What the task requires —
Copy every line of the records below, requests included, but multiply each bounding-box coordinate in the answers by 1.35 and round it to a whole number, with halves rounded up.

(Dataset items)

+++

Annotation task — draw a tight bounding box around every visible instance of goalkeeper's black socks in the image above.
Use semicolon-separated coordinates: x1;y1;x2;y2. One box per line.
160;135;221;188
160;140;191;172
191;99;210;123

+++

Finished exercise —
Annotation task — draw a tight bounding box around every visible instance of goalkeeper's black socks in the image above.
Use semicolon-separated coordinates: x1;y1;x2;y2. One box per line.
216;182;298;254
216;189;258;232
258;134;284;166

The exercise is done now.